++++ Exercise data

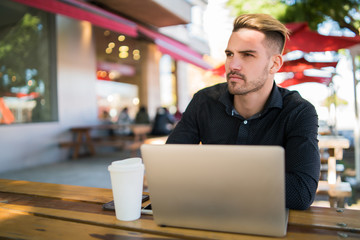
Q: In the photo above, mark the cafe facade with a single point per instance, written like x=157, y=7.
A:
x=65, y=68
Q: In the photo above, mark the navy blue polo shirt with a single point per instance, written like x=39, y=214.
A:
x=287, y=120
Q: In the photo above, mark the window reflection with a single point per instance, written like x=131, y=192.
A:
x=25, y=61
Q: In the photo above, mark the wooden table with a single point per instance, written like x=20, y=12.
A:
x=31, y=210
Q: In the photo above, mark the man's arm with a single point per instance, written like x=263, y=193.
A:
x=302, y=159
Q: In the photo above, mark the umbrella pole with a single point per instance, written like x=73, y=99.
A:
x=357, y=125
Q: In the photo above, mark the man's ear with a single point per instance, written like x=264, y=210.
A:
x=277, y=62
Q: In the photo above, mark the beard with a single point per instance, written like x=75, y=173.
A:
x=246, y=87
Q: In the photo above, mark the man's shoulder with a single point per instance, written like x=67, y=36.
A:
x=294, y=99
x=213, y=92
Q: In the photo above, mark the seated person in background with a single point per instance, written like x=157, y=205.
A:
x=251, y=109
x=142, y=116
x=124, y=121
x=163, y=122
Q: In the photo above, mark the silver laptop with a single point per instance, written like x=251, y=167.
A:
x=229, y=188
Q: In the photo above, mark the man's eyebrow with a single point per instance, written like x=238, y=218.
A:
x=242, y=51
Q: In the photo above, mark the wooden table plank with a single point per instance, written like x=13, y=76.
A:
x=20, y=225
x=84, y=205
x=149, y=226
x=69, y=192
x=330, y=218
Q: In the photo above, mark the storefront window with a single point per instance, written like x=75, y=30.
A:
x=118, y=72
x=27, y=65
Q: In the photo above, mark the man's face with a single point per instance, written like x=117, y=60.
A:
x=247, y=62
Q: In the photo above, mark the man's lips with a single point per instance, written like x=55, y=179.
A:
x=235, y=77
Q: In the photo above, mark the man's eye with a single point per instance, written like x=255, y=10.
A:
x=248, y=55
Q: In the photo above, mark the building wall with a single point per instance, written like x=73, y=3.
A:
x=25, y=145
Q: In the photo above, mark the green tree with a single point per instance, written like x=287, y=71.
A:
x=344, y=12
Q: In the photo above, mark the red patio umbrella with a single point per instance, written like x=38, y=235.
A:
x=301, y=78
x=306, y=40
x=302, y=64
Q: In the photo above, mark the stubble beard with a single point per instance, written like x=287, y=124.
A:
x=246, y=87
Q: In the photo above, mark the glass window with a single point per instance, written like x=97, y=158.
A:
x=27, y=65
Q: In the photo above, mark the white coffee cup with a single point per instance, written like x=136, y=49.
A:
x=127, y=185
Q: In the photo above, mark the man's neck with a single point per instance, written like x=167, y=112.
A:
x=252, y=103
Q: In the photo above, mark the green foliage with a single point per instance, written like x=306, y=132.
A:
x=345, y=12
x=17, y=50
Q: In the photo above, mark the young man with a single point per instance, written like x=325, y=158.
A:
x=251, y=109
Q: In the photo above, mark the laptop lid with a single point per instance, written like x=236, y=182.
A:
x=227, y=188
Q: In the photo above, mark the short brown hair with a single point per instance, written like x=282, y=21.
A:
x=275, y=32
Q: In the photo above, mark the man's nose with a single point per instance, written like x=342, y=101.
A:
x=234, y=64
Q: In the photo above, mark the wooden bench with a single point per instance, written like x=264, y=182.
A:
x=337, y=192
x=82, y=139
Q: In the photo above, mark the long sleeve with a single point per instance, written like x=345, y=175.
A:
x=302, y=159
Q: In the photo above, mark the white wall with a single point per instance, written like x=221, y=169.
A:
x=25, y=145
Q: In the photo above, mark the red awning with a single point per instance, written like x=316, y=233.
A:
x=301, y=78
x=83, y=11
x=99, y=17
x=175, y=49
x=302, y=64
x=306, y=40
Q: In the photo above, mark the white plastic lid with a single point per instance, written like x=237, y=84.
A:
x=126, y=165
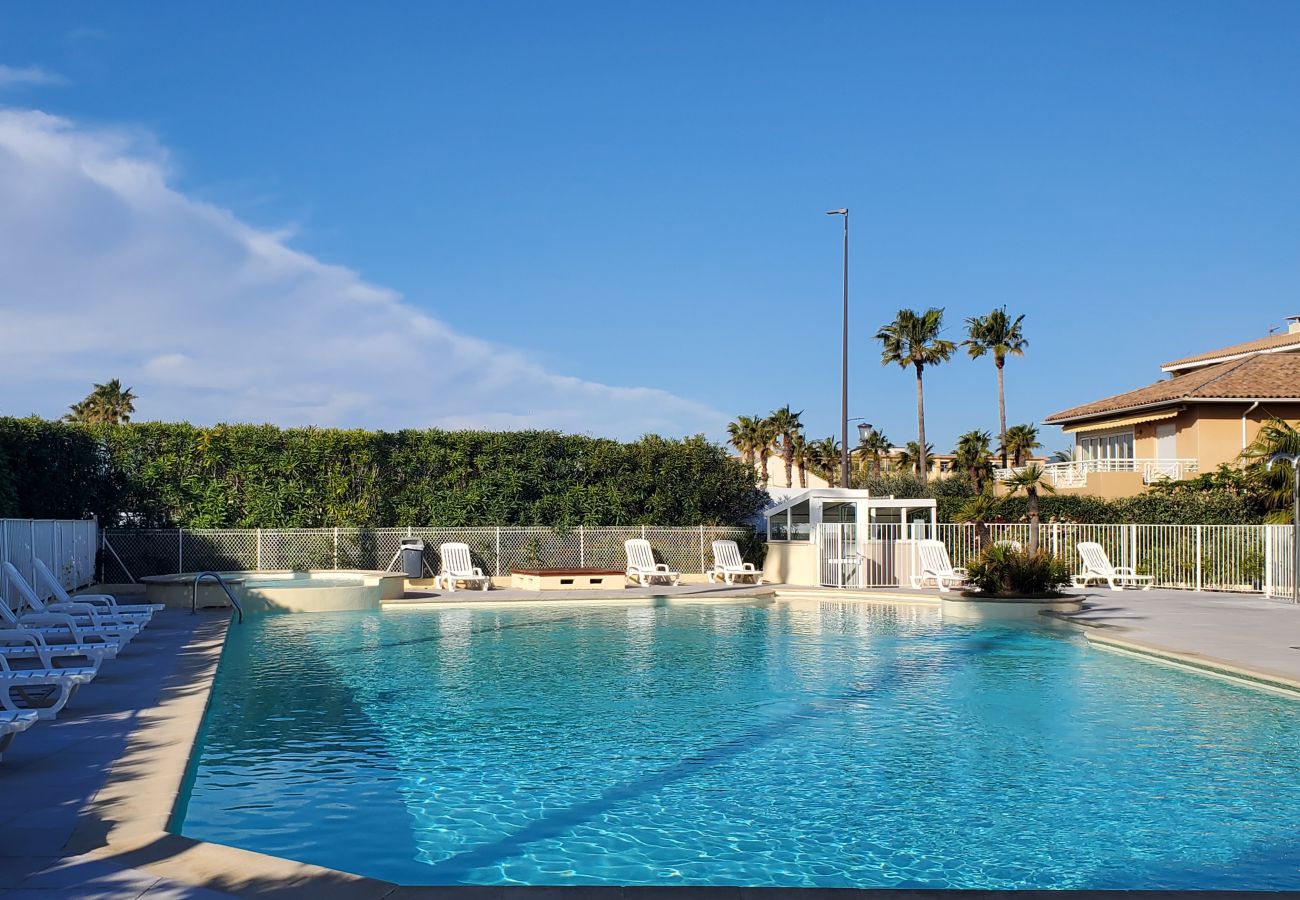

++++++++

Count the lines in the data above that contain the word "beard", and reply with only that number.

Solution to this problem » 2